(Stored records)
= Beginning of Section =

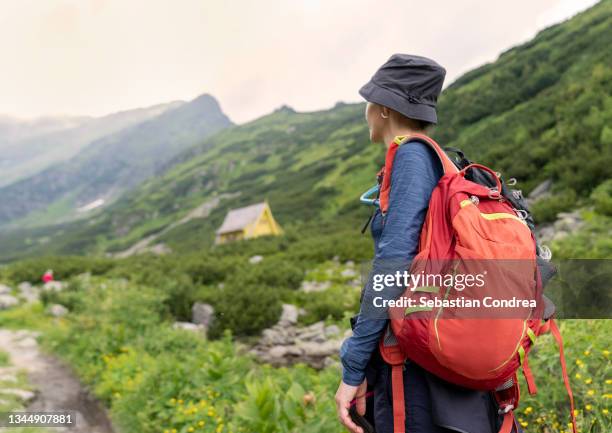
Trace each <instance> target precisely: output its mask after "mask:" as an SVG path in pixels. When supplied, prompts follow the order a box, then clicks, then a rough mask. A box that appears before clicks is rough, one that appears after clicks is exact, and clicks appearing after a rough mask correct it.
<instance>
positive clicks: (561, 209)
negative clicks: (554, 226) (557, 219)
mask: <svg viewBox="0 0 612 433" xmlns="http://www.w3.org/2000/svg"><path fill="white" fill-rule="evenodd" d="M575 204H576V193H575V192H574V190H571V189H570V190H566V191H564V192H562V193H558V194H555V195H553V196H551V197H546V198H542V199H540V200H538V201H537V202H536V203H534V204H533V206H531V212H532V214H533V217H534V219H535V222H536V224H542V223H547V222H553V221H554V220H555V219H556V218H557V214H558V213H559V212H566V211H568V210H571V208H572V206H574V205H575Z"/></svg>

= End of Section =

■ Task description ■
Rewrite all of the records above, replacing "positive clicks" with "foreground clicks" and keeping everything else the same. Omit the pictures from your answer.

■ Answer space ■
Trace each <instance> target precisely: output its mask after "mask:" as an SVG path in pixels. When supplied, prompts follow the order a box, then clicks, then a rough mask. A box that appears before clicks is rough, one that appears after clicks is exact, and clicks appearing after a rough mask correct it.
<instance>
foreground clicks: (561, 209)
negative clicks: (554, 226) (557, 219)
mask: <svg viewBox="0 0 612 433" xmlns="http://www.w3.org/2000/svg"><path fill="white" fill-rule="evenodd" d="M575 204H576V193H575V192H574V190H571V189H570V190H566V191H564V192H562V193H558V194H555V195H553V196H551V197H546V198H542V199H540V200H538V201H537V202H536V203H534V204H533V206H531V212H532V214H533V217H534V219H535V222H536V224H542V223H547V222H553V221H554V220H555V219H556V218H557V214H558V213H559V212H566V211H568V210H571V208H572V206H574V205H575Z"/></svg>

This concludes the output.